Stated exercise
Copy the material below verbatim, beginning at the line that contains "Pointing guideline: for each instance of the dinner" and continuing through its final line.

Supplied data
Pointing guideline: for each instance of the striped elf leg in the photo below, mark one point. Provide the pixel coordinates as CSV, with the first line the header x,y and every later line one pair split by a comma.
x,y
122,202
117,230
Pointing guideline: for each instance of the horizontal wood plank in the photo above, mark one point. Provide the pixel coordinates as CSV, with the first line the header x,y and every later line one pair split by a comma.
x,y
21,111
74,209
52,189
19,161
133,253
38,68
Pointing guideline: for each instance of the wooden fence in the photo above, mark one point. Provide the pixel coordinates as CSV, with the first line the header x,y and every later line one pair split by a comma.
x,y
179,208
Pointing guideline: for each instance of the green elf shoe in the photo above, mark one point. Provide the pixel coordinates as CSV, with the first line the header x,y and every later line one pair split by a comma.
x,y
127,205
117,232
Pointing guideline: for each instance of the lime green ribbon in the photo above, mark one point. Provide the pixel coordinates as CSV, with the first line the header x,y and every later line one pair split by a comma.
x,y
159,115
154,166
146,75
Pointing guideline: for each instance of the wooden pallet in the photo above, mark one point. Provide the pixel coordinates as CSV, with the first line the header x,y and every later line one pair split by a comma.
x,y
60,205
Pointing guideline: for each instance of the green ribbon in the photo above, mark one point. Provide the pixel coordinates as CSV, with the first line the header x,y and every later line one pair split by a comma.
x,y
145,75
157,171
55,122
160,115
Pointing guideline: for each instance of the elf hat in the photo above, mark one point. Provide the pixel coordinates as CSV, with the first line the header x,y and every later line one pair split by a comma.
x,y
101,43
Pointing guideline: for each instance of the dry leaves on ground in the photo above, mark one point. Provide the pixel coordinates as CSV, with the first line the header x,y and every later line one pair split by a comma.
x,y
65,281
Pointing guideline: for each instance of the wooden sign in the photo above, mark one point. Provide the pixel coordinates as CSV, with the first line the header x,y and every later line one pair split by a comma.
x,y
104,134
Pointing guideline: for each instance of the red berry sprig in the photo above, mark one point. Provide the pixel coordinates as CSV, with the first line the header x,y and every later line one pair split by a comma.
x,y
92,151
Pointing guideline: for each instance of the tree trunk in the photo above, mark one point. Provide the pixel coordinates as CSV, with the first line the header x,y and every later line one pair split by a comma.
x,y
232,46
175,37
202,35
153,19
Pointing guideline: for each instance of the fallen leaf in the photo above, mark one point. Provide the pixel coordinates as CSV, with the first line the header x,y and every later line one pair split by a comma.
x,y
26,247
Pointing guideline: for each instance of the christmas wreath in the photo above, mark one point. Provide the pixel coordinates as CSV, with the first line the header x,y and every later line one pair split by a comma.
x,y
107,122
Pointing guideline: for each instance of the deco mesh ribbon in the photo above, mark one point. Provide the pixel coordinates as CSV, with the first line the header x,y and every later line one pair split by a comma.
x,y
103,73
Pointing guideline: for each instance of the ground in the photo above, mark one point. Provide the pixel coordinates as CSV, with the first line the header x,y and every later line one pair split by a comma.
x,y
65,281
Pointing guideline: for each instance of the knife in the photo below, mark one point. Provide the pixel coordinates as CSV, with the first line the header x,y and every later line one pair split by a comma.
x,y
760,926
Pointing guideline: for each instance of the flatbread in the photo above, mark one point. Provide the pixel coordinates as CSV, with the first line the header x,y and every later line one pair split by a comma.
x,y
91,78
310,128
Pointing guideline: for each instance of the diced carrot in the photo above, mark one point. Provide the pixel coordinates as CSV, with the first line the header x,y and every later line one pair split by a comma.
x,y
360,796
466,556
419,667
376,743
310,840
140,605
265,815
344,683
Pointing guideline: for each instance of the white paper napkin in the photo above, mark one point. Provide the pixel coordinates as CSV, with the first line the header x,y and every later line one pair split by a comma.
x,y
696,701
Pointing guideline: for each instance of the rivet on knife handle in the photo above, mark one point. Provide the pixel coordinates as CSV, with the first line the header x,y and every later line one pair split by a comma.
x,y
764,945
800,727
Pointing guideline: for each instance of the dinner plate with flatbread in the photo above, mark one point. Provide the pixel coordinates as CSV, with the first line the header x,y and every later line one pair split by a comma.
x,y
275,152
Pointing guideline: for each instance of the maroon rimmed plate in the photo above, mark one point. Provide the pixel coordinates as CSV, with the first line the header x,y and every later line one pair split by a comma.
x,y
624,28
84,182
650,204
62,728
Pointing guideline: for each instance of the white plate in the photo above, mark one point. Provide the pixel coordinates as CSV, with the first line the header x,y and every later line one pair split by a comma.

Reply to the exercise
Pointing guideline: for each instance of the dinner plate with flatbread in the photo above, mark one point. Provide the pixel coordinates as CSV, with the first line the header x,y and every later line one pair split by a comma.
x,y
275,152
Pointing guideline: for each instance of the maroon rimmed plate in the photo above, mark one point. Provide the pixel coordinates as CSV, with the first line the header x,y and every later line one pair split by a comma.
x,y
624,28
84,182
650,204
62,728
Pointing guideline: for each instance of the white plate in the photo above, mark one point. Provide the pixel coordinates as CSV, with the first line the header x,y and every later line one pair split by a comma.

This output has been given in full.